▶ SELECTED TEXT
──────────
# State's New Incentive to Get People Vaccinated: Money



## Robert59 (Apr 27, 2021)

West Virginia offering $100 bond to young people

https://www.newser.com/story/305440/states-new-incentive-to-get-people-vaccinated-money.html


----------



## digifoss (Apr 27, 2021)

So supposedly saving their life isn't enough incentive to convince them to get vaccinated, maybe a free tank of gas will convince them....Oh boy, what should we call this behavior ?


----------



## Aunt Marg (Apr 27, 2021)

Three cheers to all the suckers that get suckered into this sucker deal!

Has this world lost ground, or has this world lost ground. Pathetic. 

Here is $100 bucks for all those who don't give a hoot about their future health.

For years now I have recognized that society is in serious trouble, and this confirms everything I already know.

A shallow world we live in.


----------



## fmdog44 (Apr 27, 2021)

So American, solve things with money.  Rather, solve nothing with money.


----------



## SetWave (Apr 27, 2021)

fmdog44 said:


> So American, solve things with money.  Rather, solve nothing with money.


Hang on. I'll get more dollars for the fire.


----------



## SetWave (Apr 27, 2021)
──────────
▶ EXTRACTED INFORMATION
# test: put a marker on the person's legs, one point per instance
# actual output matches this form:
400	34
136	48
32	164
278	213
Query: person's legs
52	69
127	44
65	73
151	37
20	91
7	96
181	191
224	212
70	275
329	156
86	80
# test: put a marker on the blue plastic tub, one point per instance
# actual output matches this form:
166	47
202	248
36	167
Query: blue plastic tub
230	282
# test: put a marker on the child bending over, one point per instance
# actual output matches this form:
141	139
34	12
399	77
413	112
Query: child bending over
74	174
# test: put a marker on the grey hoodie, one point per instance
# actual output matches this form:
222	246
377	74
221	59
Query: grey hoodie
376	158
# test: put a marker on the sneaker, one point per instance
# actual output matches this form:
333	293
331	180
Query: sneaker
──────────
▶ WORK TASK A
In the vaccine incentive thread, what does West Virginia offer young people to get vaccinated?
▶ WORK TASK B
Go on with the vaccine incentive thread from the point where it stops.

▶ ANSWER A
A $100 bond.

▶ ANSWER B
Had a class in organizational behavior when the instructor asked, "What's the biggest motivator?" Naturally, in a room full of yuppies, the popular answer was a resounding "MONEY"! Self actualization is the actual answer and I nailed it. Yay.

"There ya go, man
Keep as cool as you can
Face piles of trials with smiles
It riles them to believe
You perceive the web they weave
Keep on thinking free." -- Moody Blues


----------



## StarSong (Apr 28, 2021)

Can't blame West Virginia from a financial perspective.  It'll be so much less expensive to buy thousands of bonds (cost - $50 each) than to absorb up the medical bills of just a handful of uninsured people who end up in ICUs with Covid.


----------



## OneEyedDiva (May 1, 2021)

A while ago, some entity was offering $1,200. Meant to post about it then but forgot. I like that incentive better.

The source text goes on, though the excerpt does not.